== What you will do ==
Word for word, reproduce the records, keeping none of the pictures.

Stored items:
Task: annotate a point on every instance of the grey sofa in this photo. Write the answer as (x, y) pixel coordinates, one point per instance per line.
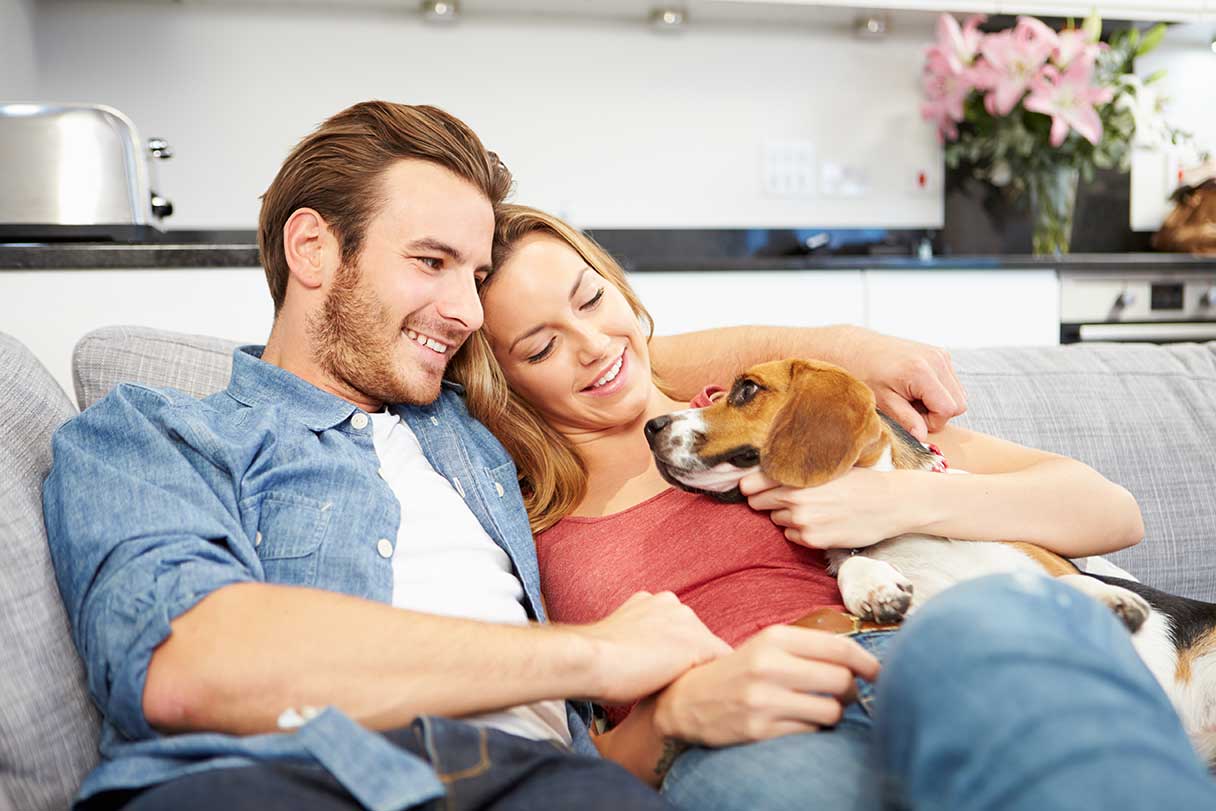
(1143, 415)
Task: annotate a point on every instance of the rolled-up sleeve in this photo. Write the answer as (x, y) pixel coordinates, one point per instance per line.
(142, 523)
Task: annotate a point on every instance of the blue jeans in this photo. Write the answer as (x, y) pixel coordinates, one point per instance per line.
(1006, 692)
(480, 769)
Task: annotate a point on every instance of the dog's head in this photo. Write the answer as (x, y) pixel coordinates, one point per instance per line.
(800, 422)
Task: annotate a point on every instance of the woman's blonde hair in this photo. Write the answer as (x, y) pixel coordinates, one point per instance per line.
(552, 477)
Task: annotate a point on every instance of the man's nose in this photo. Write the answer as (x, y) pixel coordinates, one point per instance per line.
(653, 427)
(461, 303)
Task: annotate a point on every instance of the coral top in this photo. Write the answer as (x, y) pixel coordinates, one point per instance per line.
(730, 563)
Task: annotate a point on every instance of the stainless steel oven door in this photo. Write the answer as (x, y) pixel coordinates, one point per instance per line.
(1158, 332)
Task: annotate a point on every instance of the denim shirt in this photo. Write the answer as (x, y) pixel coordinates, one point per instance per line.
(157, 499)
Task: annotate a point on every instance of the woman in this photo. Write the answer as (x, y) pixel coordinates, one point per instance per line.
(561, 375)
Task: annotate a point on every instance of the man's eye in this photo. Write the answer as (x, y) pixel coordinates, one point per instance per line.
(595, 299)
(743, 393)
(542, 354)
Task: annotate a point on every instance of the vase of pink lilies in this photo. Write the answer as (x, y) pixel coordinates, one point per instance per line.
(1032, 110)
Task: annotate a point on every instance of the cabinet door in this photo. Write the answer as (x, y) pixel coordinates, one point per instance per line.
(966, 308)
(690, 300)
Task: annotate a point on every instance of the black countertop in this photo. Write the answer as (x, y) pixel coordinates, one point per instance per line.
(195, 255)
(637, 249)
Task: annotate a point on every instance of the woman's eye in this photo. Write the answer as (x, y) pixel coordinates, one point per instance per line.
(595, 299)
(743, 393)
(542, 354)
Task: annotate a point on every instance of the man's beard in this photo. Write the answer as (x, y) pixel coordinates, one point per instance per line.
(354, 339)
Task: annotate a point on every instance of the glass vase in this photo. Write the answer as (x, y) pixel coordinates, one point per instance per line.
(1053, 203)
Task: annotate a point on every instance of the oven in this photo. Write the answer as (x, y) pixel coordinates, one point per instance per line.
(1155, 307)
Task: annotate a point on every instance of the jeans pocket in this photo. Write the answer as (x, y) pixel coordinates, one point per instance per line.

== Response to the exercise ==
Task: annotate a point on every instance of the grey sofa in this photo. Write the answer as (x, y) pixel coordinates, one point per instance per line.
(1143, 415)
Task: annotate a point on every instance of the rolled-up sleeve in this photo. Write the answer as (x, y) pixel coordinates, one point per instance per line.
(142, 523)
Task: annotate a point on every instance of the blue jeans in this photo. Write the answer as (x, y) pixel coordinates, one point per instance per line.
(1006, 692)
(480, 769)
Task: annotate a point on every instance of the dog's head in this photo. Write the answer as (x, y) pixel coordinates, one point per instance per line.
(800, 422)
Task: annotate a point on every instance of the woman's blonde hair in this photo. Write the answer as (x, y) pixel coordinates, one point per instance per line.
(552, 477)
Task: annotate a point on every instance of the man's nose in this photo. Write the answer as (x, y) pixel coordinates, one point per instance per line.
(653, 427)
(461, 303)
Task: annotate a point on every instance of the coral top in this photo. Write the answer as (x, y) pixel coordinates, one point per instance per line.
(730, 563)
Task: annotate a point on every instance of the stainless steel oven door in this photo. Write the answer as (x, y) pixel coordinates, one point per instance per line.
(1158, 332)
Task: annotate a point on every instance of the denim shirt in this photo. Write the answer as (x, y) pixel coordinates, one point per instance per line.
(157, 499)
Task: annotate a point on every instance of the woman in this photo. Write the answer as (x, y) pixel coordinates, one point per instance per line.
(561, 375)
Task: annotate a point on every instance of the man's eye in this photo. Write the answer as (x, y) pixel coordinates, one point per instance per line.
(595, 299)
(743, 393)
(542, 354)
Task: annotate a point on every instance of the vase of pink lilies in this photo. Write the answer as (x, y) pixel coordinates, one point per instance per line.
(1032, 110)
Task: annotate a point on every instance of the cabinet door in this photo. Write the answer as (x, y) pixel coordinates, one point per instance per line.
(966, 308)
(690, 300)
Task: annotate a point on every instance of the black countertop in this photo. Write the answer as (x, y) pixel coordinates, one point per instance per line.
(195, 255)
(637, 249)
Task: annotate a point on every instance of the woman's eye in this photo. Write the answer as (x, y) pixel coordinates, one point per instance per line.
(595, 299)
(743, 393)
(542, 354)
Task: annotate a point on every instance of the man's beard in this photo. Write the answer as (x, y) pixel coordinates, one point per instance per line.
(354, 339)
Task: annotate a point on every instance of the glass vase in this photo. Write the answer as (x, y) pixel coordinates, one point per instance per line.
(1053, 203)
Task: annotate a point on every instance of the oven in this photo. Write the answer as (x, y) pixel coordinates, one point per instance per line.
(1155, 307)
Task: annotate a point on every instance of the jeans pocket in this photo. Write the answer as (x, y) pixel coordinates, one point per instance per line.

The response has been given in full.